# [What the exercise asks]
When you reach the records below, output each one exactly.

# [Excerpted records]
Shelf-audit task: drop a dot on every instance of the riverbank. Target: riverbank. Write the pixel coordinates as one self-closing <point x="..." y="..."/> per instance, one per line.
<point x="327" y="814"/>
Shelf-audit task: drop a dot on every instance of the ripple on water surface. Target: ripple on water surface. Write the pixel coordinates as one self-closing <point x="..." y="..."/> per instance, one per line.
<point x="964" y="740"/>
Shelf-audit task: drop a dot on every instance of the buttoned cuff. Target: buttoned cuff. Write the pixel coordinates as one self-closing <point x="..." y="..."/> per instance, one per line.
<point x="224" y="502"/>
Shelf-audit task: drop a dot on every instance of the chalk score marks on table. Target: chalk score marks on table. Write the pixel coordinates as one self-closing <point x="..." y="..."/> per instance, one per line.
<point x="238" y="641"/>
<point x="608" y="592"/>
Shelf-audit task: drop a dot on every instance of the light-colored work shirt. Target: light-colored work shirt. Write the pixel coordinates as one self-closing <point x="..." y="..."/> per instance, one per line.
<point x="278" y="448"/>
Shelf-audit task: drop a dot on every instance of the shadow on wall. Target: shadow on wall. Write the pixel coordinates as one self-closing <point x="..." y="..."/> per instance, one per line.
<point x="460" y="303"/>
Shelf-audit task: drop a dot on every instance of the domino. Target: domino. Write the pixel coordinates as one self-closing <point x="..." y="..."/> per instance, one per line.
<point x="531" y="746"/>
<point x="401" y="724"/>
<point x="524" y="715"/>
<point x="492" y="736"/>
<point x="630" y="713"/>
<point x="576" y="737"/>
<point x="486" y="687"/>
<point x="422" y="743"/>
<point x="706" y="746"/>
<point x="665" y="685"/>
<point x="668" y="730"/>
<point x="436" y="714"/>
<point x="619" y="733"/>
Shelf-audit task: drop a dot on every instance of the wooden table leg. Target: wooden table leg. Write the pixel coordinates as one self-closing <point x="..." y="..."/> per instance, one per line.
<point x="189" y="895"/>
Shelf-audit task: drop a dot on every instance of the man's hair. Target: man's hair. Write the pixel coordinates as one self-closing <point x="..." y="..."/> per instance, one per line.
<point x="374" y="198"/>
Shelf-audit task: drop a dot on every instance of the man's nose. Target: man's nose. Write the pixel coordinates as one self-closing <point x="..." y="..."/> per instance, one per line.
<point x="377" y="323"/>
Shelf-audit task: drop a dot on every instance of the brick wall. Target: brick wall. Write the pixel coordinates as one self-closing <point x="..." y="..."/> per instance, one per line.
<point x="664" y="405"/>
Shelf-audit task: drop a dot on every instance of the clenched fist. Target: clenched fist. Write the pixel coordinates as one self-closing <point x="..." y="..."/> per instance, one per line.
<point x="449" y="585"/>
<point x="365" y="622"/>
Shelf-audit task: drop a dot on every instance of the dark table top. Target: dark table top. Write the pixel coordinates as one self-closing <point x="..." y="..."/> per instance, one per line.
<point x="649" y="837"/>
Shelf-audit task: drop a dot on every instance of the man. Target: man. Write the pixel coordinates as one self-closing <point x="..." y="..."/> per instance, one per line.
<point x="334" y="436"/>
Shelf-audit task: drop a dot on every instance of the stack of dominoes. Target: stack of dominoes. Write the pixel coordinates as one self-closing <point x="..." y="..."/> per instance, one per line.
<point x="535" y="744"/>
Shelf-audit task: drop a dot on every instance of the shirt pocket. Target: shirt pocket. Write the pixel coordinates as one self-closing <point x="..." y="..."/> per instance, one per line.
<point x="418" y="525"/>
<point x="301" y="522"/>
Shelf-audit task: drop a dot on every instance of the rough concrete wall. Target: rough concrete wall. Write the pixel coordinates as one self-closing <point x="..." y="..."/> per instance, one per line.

# [Completed exercise]
Shelf-audit task: drop a dot on every instance of the riverbank. Target: riverbank. Write the pixel coordinates as one self-closing <point x="..." y="..."/> per instance, one per line.
<point x="327" y="814"/>
Shelf-audit task: drop a dot on every instance of the ripple on water surface. Target: ripple on water surface. Write the pixel coordinates as one self-closing <point x="..." y="..."/> per instance, one per line.
<point x="964" y="740"/>
Shelf-audit task: drop a dot on every instance of the buttoned cuff. Target: buttoned cuff. Write the pixel coordinates as one self-closing <point x="..." y="..."/> per instance, one per line.
<point x="224" y="502"/>
Shelf-audit task: drop a dot on every instance of the chalk score marks on table. Target: chalk score marks on table. Write the pixel coordinates as one self-closing <point x="..." y="..."/> per instance, one per line.
<point x="238" y="641"/>
<point x="608" y="592"/>
Shelf-audit task: drop a dot on every instance of the light-colored work shirt. Target: light-colored work shirt. Write the pixel coordinates as one self-closing <point x="..." y="..."/> per instance, one per line.
<point x="278" y="448"/>
Shelf-audit task: drop a dot on every instance of the shadow on wall. Target: shadow on wall. Write the pixel coordinates as one self-closing <point x="..." y="..."/> per instance, one per line.
<point x="460" y="303"/>
Shelf-audit task: drop a dot on every instance of the domino. Target: domino. Write the pixel coordinates as one self-closing <point x="..." y="..."/> per instance, one per line.
<point x="531" y="746"/>
<point x="401" y="724"/>
<point x="524" y="715"/>
<point x="492" y="736"/>
<point x="630" y="713"/>
<point x="576" y="737"/>
<point x="486" y="687"/>
<point x="422" y="743"/>
<point x="706" y="746"/>
<point x="665" y="685"/>
<point x="668" y="730"/>
<point x="436" y="714"/>
<point x="619" y="733"/>
Shelf-audit task: drop a dot on every instance of the wooden table leg. Target: wooden table leg. Write the pixel coordinates as one self-closing <point x="..." y="..."/> per instance, one per line.
<point x="189" y="895"/>
Shelf-audit task: drop a dot on every instance of the man's hair. Target: man's hair. Write the pixel coordinates as one self-closing <point x="..." y="..."/> per instance, one per line.
<point x="374" y="198"/>
Shelf-audit task: drop a dot on every instance of the man's nose. Target: man's nose. Write the pixel coordinates as one self-closing <point x="..." y="..."/> per instance, one per line.
<point x="377" y="323"/>
Shelf-audit task: drop a dot on every instance of the brick wall. Target: brick wall. Write the pixel coordinates as one self-closing <point x="..." y="..."/> per instance, one per line.
<point x="664" y="405"/>
Shelf-audit task: drop a dot on every instance of the clenched fist. Target: clenched fist. Write the pixel coordinates as one self-closing <point x="..." y="..."/> per instance, one per line.
<point x="449" y="585"/>
<point x="365" y="622"/>
Shelf-audit task: drop a dot on every instance of the dark table top. Target: dark table top. Write the pixel coordinates as one self-closing <point x="..." y="..."/> per instance, one per line.
<point x="649" y="837"/>
Shelf-audit task: drop a dot on every instance of the man. Target: man. Write the pixel coordinates as one self-closing <point x="..." y="..."/> per instance, one per line.
<point x="334" y="436"/>
Shelf-audit task: drop a dot on every instance of the stack of dominoes. Target: stack of dominoes. Write the pixel coordinates as one self-closing <point x="..." y="..."/> per instance, one per line.
<point x="535" y="744"/>
Shelf-audit task: drop a dot on every instance of the shirt pocket. Target: shirt pocket. Write the pixel coordinates as one self-closing <point x="..." y="..."/> per instance, one per line.
<point x="418" y="525"/>
<point x="301" y="522"/>
Shelf-audit task: drop a dot on every instance of the rough concrete wall. Target: rough concrete wall. Write the pixel coordinates as one self-closing <point x="..." y="..."/> per instance, one per line.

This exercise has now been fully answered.